(Object point labels)

-=-=-

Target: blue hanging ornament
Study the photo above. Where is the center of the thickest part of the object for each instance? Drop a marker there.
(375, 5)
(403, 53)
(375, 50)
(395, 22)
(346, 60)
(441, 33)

-=-=-

Copy each line of the records above word for word, keeping the same order.

Target: blue hanging ornament
Study the photo above. Where is the center of the thickest part of the object for each instance? Drop a marker there.
(375, 5)
(403, 53)
(375, 50)
(395, 22)
(346, 60)
(441, 33)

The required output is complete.